:: Exercise details ::
Copy the data from its first line through the line containing "point(133, 93)", both ends included, swapping every "Target" for "Label" and leaving everything else unchanged.

____ Task data

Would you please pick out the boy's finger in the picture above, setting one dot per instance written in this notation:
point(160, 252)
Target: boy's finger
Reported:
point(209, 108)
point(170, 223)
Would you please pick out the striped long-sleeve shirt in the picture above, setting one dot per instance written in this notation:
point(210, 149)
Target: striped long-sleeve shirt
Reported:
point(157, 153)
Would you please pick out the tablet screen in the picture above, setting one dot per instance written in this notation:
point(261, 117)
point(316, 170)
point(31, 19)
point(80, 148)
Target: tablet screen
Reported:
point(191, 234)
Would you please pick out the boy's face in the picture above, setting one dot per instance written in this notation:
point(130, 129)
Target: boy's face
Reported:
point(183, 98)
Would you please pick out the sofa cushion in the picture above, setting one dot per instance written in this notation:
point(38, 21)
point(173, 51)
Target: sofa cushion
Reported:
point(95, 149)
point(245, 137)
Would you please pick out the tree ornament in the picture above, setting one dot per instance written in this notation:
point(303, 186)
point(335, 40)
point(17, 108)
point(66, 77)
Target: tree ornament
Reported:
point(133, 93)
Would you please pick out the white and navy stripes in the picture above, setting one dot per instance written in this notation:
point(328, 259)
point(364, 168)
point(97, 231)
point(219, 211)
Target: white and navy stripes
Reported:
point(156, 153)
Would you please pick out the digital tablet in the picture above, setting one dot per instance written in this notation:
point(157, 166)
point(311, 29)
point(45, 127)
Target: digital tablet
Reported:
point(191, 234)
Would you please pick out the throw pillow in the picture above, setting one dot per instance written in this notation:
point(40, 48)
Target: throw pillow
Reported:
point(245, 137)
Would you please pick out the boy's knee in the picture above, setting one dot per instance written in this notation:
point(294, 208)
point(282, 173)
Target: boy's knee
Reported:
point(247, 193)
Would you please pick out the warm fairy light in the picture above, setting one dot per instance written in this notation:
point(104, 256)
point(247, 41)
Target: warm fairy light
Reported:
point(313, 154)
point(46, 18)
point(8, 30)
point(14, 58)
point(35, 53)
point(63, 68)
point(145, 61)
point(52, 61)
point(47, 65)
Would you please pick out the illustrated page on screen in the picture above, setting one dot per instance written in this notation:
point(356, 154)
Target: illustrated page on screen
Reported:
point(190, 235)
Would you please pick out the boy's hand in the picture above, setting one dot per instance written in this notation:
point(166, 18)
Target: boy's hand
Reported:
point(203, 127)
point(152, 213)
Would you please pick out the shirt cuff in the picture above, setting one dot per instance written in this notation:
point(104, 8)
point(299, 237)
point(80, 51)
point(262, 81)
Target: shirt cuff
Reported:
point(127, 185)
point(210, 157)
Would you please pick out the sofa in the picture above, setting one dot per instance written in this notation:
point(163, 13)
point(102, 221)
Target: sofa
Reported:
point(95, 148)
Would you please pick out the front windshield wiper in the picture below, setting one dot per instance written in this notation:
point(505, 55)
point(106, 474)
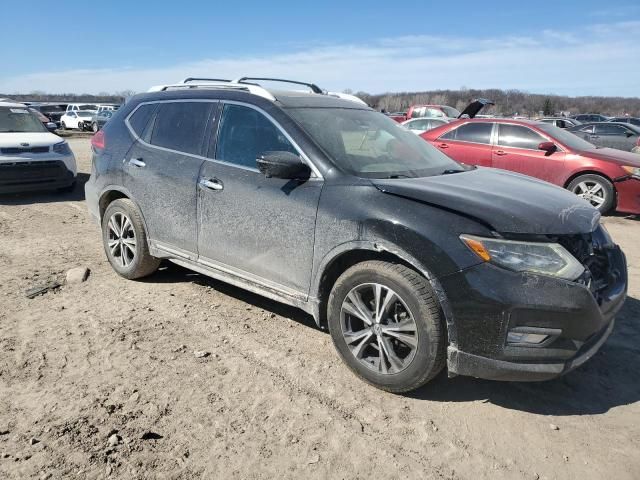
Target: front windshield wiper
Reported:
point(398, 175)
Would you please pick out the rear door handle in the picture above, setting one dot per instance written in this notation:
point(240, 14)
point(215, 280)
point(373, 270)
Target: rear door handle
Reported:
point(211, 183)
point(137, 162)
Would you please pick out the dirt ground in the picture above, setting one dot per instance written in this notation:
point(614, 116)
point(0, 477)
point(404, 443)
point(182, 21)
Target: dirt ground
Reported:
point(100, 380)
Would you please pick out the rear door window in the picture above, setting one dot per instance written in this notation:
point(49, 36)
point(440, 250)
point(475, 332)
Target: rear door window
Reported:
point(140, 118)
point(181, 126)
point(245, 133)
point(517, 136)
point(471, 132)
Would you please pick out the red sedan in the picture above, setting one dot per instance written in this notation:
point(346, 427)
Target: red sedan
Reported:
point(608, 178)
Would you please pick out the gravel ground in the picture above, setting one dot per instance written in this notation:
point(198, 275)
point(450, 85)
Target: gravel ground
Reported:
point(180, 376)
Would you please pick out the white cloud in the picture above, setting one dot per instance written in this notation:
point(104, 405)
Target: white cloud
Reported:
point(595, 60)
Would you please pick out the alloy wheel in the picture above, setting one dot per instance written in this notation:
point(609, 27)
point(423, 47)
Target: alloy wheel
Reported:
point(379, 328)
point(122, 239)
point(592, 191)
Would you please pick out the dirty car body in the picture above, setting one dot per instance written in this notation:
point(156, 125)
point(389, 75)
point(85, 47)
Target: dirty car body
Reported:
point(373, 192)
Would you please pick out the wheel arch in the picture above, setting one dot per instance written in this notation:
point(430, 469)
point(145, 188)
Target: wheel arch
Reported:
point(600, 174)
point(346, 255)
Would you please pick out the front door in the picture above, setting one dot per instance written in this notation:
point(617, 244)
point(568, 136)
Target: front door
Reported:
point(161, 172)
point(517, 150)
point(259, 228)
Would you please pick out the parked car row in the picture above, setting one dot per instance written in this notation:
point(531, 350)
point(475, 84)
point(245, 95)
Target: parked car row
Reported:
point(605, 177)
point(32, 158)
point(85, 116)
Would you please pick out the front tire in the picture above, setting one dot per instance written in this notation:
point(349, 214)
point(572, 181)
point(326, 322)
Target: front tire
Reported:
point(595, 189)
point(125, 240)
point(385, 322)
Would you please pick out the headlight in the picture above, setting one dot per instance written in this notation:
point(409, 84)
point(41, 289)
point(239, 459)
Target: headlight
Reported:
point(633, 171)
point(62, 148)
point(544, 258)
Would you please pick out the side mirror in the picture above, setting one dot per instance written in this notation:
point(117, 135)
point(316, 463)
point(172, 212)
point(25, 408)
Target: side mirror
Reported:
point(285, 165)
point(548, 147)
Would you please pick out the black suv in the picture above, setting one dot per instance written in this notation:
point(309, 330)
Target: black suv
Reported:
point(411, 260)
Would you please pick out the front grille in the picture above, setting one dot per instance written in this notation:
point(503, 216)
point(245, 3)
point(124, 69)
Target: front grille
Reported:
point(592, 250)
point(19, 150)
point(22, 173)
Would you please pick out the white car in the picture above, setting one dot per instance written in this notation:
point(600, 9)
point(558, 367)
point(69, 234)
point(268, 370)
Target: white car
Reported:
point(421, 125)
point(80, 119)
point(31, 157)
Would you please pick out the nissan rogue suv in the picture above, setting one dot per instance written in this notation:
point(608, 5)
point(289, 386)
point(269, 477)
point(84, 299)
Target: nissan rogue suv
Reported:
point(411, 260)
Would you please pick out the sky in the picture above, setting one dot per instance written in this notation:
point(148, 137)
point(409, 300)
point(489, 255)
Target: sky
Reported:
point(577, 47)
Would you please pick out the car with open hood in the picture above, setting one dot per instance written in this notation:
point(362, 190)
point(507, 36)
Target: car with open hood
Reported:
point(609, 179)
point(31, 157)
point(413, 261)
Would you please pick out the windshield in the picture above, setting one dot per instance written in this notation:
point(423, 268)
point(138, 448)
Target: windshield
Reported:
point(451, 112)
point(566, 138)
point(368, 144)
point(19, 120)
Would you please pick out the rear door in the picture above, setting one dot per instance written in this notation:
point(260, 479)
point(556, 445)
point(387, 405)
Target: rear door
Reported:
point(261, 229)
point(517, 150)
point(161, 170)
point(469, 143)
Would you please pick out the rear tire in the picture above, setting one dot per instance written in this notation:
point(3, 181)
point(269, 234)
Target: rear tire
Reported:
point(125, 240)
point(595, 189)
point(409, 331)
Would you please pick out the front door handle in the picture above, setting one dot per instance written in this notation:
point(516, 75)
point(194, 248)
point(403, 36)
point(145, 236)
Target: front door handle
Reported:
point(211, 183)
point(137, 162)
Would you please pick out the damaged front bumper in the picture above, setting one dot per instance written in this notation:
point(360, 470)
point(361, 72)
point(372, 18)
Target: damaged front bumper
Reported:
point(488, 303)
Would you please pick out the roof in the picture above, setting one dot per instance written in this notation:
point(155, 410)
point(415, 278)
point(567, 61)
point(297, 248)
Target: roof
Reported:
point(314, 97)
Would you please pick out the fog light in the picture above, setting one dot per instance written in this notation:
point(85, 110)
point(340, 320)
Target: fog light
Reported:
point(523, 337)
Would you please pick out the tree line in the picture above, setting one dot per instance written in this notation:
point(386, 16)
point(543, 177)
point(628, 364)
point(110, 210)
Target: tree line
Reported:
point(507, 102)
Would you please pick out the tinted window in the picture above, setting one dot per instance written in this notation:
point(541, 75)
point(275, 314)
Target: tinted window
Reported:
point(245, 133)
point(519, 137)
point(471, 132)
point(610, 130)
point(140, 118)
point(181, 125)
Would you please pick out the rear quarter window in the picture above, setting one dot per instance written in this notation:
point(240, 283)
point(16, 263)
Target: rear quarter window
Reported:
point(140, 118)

________

:: Exercise result ::
Would you please pick out the boy's finger in the picture above, setting one dot per instance written in this notation:
point(160, 252)
Label: boy's finger
Reported:
point(209, 108)
point(170, 223)
Would you please pick out the striped long-sleeve shirt in the picture above, setting one dot per instance written in this notation:
point(210, 149)
Label: striped long-sleeve shirt
Reported:
point(157, 153)
Would you please pick out the tablet screen in the picture above, setting one dot per instance written in this notation:
point(261, 117)
point(316, 170)
point(31, 19)
point(80, 148)
Label: tablet screen
Reported:
point(191, 234)
Would you please pick out the boy's face in the picture above, setting one dot per instance written in this notation:
point(130, 129)
Label: boy's face
Reported:
point(183, 98)
Would you please pick out the sofa cushion in the picture above, setting one dot per instance written in this notation:
point(38, 21)
point(173, 51)
Label: sofa cushion
Reported:
point(95, 149)
point(245, 137)
Would you please pick out the tree ornament in the picture above, setting one dot per instance written in this notation:
point(303, 186)
point(335, 40)
point(17, 108)
point(66, 77)
Label: tree ornament
Reported:
point(133, 93)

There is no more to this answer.